● Work instructions
Although the records contain pictures, only their text should be set down, exactly as written.

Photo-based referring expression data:

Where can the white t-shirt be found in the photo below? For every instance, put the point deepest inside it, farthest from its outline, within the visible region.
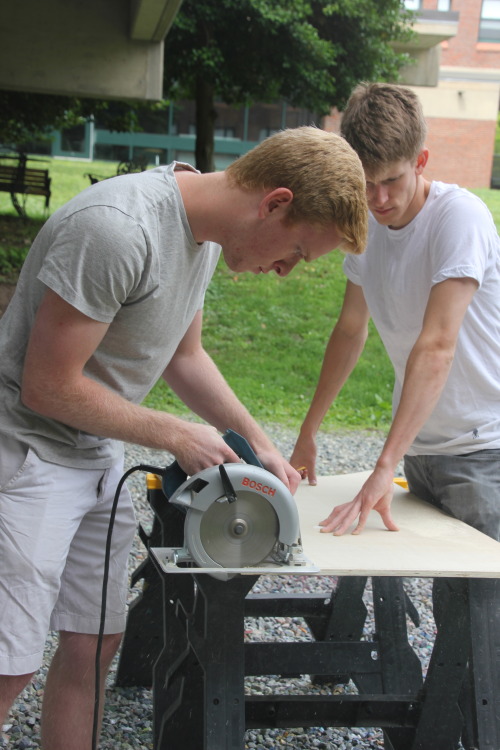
(453, 236)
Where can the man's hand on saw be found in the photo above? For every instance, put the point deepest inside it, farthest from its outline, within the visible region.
(200, 446)
(376, 494)
(304, 458)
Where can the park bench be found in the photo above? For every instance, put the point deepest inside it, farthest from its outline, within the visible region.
(17, 179)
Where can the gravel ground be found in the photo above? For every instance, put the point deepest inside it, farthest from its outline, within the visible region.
(128, 715)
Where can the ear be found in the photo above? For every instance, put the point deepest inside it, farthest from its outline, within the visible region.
(277, 199)
(422, 160)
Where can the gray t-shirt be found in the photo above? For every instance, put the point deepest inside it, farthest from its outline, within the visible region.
(122, 253)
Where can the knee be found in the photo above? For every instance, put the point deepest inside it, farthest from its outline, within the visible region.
(10, 687)
(79, 648)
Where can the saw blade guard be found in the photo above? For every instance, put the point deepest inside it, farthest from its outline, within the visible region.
(258, 490)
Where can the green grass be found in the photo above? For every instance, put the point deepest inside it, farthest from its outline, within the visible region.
(266, 334)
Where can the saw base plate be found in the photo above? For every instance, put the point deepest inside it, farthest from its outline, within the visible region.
(171, 560)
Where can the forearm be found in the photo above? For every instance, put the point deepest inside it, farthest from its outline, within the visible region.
(425, 377)
(88, 406)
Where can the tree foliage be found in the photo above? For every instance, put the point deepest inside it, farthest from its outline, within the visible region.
(310, 53)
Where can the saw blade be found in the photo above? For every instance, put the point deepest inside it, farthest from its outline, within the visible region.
(241, 533)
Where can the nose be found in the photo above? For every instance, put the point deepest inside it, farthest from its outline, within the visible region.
(283, 267)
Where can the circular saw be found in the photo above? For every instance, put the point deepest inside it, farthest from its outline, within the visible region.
(238, 515)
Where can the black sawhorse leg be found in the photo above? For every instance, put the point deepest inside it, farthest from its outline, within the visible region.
(202, 702)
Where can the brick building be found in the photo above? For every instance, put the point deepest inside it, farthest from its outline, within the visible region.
(456, 73)
(462, 109)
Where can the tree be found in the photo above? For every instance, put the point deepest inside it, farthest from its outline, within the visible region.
(308, 52)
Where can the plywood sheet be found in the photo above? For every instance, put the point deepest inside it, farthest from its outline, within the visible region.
(429, 543)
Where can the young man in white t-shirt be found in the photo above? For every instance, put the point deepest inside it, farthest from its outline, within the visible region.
(430, 280)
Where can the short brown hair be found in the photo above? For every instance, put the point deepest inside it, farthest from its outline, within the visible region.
(322, 171)
(384, 123)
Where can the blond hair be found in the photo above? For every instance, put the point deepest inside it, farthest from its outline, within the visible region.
(322, 171)
(384, 123)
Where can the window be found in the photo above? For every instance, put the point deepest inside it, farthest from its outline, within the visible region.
(489, 25)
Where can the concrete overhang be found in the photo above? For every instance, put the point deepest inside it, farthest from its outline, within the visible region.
(431, 27)
(152, 19)
(85, 48)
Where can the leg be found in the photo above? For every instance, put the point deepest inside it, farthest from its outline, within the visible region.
(68, 703)
(10, 687)
(468, 488)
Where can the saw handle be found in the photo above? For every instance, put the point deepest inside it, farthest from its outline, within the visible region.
(174, 475)
(241, 447)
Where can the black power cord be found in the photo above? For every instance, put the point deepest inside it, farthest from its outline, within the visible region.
(140, 467)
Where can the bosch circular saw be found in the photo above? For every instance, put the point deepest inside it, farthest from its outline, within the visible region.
(239, 517)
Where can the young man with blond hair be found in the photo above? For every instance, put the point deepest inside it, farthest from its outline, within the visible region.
(430, 280)
(110, 299)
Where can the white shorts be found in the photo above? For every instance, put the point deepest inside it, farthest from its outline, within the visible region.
(53, 527)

● Output for this exercise
Where can the white t-shirt be found in the photo below? For every instance, put the point deepest inside it, farthest from its outline, within the visible region.
(453, 236)
Where can the man's hand on saw be found in the photo above? For every instance, put the point deepest inside it, farthest from its outline, within the visible region.
(200, 446)
(376, 494)
(304, 458)
Where can the park bench be found in the photo above? For every instance, put the point deepest inside it, farthest from its outline, within the visible region.
(17, 179)
Where can the gravel ground be found in the photo above? For every instance, put the point deepest inside it, farthest from its outline, within the visible region.
(128, 715)
Where can the ear be found in the photo above? For every instance, put the point deepest inside it, farthest from its outline, within the visible region.
(277, 199)
(422, 160)
Where can the gray t-shirt be found in the photo above? For every instance, put the point deepest inside it, farthest from its outline, within the visible region.
(122, 253)
Where can the knee be found in the photo above? For every instance, put the point deepest inside it, farthest from its outline, within the visible region.
(10, 687)
(79, 648)
Where can the saw blade guard be found in the photo above? For every instance, put the point deepest inside it, farthest from its outline, within the visible region.
(258, 490)
Where can the green grass be found in the photo above? For every instance, put the point deepest inside it, farthest from its outline, within the visible region.
(266, 334)
Where can the saw base plate be found in the photo above? For every instance, put the point deepest inside it, farthest from its outline, within the visible region.
(171, 560)
Where can the forearm be found in the photo above? For every instance, put the point deepest inside it, farthest from its outline, within the visible region.
(425, 377)
(88, 406)
Where can the tree foliage be found in the photo above? For every instance, put the point deepest inside it, farthest from its outline, within the visible region.
(310, 53)
Where can the saw blade be found in the photo above? For every instance, put the point deepest inside it, farthest from its outline, within the visible region.
(241, 533)
Where can the nose be found in the photo above? For every instance, put the point deepest inside it, farthest from its outline, within the visible region.
(283, 267)
Where can the circular saw be found in the photo above? For every instance, put the point deepest inside it, farthest from its outline, within the visible region.
(238, 515)
Where can the black sawhorse leg be found in the photo above? For every instance, put the point deepest inside it, farthest from its outline, within the visible region.
(202, 702)
Where can the brick building be found in the photo above? For every instance, put the point deepest inside it, farthest from its outline, within the visible region.
(456, 73)
(462, 109)
Where can the tree be found in the photo above? For every instance, put the point deepest inside it, farthest from its outline, within the visible region.
(308, 52)
Where can the plywood sheet be found in the photo above? For every instance, put the point deepest inside it, farthest from its outline, within the visible region.
(429, 543)
Where can the young man in white t-shirt be found in the photo above? For every instance, put the point deepest inside it, farthest from its outline, within the visible region.
(430, 280)
Where can the short brown hair be found in the photo above? For every instance, put the point deepest inside it, farthest from its outline, within the visible region.
(322, 171)
(384, 123)
Where can the blond hair be found in the photo above? For every instance, put the point deepest inside it, farthest from its outline, within the visible region.
(322, 171)
(384, 123)
Where can the window be found in the photo above? For every instance, put the point deepest inside it, farthest from its outline, within the visible region.
(489, 25)
Where can the concrete overhang be found in the photo above? For every instance, put the point deepest inside it, farthest from its outline, within the visible region.
(431, 27)
(152, 19)
(85, 48)
Where can the leg be found in the photo above? For every instance, put the point deepest inside it, farthest from its outline, within the visible region.
(68, 703)
(10, 687)
(468, 488)
Where can the saw handle be found in the photo above? For every instance, put the point deepest inside it, farthest from its outline, within the visible region.
(174, 475)
(241, 447)
Where can the black power cord be found in the photo above? For every instance, put the point deepest inside it, farthest from its outline, within the visible region.
(140, 467)
Where can the bosch circular saw be found in the photo above? For every instance, put the point deepest inside it, farthest from its outline, within the visible region.
(239, 517)
Where can the young man with blond hair be found in the photo above? For every instance, put the point deepest inside it, farthest from its outline, within the visible region.
(430, 280)
(110, 299)
Where can the white shorts be found in the photo above? For every instance, put the point deepest inside it, farthest from its outline, within the visible region.
(53, 527)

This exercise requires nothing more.